(Excerpt from a data file)

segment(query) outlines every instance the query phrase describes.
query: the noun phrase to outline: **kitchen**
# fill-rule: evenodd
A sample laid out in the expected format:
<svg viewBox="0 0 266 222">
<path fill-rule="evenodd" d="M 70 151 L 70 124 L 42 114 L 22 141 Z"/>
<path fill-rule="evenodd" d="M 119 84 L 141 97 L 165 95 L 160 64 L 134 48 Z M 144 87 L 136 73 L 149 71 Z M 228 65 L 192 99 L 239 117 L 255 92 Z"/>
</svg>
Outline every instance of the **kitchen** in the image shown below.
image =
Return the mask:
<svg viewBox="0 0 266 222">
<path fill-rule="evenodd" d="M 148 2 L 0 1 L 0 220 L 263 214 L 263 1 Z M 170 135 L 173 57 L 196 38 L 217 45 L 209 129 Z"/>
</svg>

▸ **Written problem**:
Copy every line of the entries above word for word, with no changes.

▸ **The reply**:
segment(query) outlines every instance the query phrase describes.
query: the noun phrase to outline: **kitchen**
# fill-rule: evenodd
A sample laid out in the expected format:
<svg viewBox="0 0 266 222">
<path fill-rule="evenodd" d="M 70 151 L 70 124 L 42 114 L 22 141 Z"/>
<path fill-rule="evenodd" d="M 119 84 L 141 97 L 165 95 L 160 64 L 134 48 Z M 144 87 L 136 73 L 149 71 Z M 228 65 L 192 99 L 239 117 L 255 92 Z"/>
</svg>
Outline every instance of the **kitchen** in the image shown below.
image =
Return the mask:
<svg viewBox="0 0 266 222">
<path fill-rule="evenodd" d="M 148 2 L 0 1 L 0 220 L 263 214 L 263 1 Z M 170 135 L 173 57 L 196 38 L 217 45 L 209 129 Z"/>
</svg>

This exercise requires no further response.